Referring expression data
>>

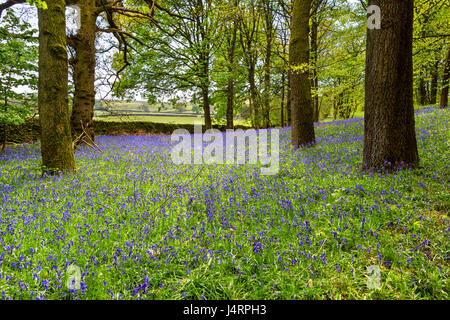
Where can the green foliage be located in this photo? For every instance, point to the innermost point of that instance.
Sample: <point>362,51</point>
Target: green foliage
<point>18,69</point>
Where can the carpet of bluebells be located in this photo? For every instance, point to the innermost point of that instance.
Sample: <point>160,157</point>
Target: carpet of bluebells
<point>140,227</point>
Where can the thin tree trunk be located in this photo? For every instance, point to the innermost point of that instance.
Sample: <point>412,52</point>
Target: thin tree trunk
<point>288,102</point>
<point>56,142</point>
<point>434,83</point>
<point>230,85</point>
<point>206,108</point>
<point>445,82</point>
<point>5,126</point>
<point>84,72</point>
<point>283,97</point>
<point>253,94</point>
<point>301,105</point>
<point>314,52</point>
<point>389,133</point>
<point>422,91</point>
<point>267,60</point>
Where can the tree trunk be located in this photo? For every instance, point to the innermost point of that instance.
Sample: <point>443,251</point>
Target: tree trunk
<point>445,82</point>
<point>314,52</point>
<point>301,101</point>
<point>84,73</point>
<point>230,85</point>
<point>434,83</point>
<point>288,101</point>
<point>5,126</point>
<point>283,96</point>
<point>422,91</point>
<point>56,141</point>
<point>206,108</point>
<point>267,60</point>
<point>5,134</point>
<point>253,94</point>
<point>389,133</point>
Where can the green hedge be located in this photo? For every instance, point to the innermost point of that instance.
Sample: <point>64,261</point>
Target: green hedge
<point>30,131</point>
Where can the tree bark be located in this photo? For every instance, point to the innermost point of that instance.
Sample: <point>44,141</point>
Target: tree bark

<<
>>

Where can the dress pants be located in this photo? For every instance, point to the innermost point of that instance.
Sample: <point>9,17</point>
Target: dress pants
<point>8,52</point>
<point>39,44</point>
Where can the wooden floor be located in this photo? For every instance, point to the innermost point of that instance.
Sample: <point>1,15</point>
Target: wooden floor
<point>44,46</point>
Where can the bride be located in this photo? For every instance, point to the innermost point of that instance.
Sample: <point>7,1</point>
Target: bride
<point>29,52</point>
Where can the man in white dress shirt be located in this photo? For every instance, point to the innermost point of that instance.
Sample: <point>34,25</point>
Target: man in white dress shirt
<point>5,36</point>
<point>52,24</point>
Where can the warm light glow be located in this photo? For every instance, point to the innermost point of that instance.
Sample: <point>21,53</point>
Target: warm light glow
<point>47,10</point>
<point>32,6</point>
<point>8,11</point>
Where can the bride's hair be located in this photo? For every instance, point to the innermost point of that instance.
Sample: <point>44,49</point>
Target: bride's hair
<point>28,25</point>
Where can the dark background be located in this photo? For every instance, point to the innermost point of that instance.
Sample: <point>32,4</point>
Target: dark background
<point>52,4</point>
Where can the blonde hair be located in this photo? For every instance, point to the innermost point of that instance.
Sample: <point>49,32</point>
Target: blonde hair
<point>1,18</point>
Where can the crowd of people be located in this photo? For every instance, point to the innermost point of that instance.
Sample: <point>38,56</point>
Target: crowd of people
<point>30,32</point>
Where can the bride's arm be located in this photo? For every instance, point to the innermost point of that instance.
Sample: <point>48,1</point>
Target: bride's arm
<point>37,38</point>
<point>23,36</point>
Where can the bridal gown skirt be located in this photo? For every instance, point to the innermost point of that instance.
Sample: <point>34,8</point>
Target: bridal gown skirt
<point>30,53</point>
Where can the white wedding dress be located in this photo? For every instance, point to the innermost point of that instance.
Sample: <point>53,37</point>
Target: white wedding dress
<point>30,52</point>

<<

▶ _Try it_
Reproduce exactly the entries above, limited to the lines from the one with "Target: dark background" through the one with "Sample: <point>48,1</point>", both included.

▶ _Task answer_
Target: dark background
<point>52,4</point>
Where can the blonde hair be located in this photo? For every instance, point to the innermost point of that instance.
Sample: <point>49,32</point>
Target: blonde hair
<point>1,18</point>
Where can the crowd of people be located in this photo? For every instance, point to the innermost point of that instance.
Sample: <point>38,56</point>
Target: crowd of people
<point>30,32</point>
Where can the bride's arm be located in this photo? For every instance, point to the innermost point of that instance.
Sample: <point>48,1</point>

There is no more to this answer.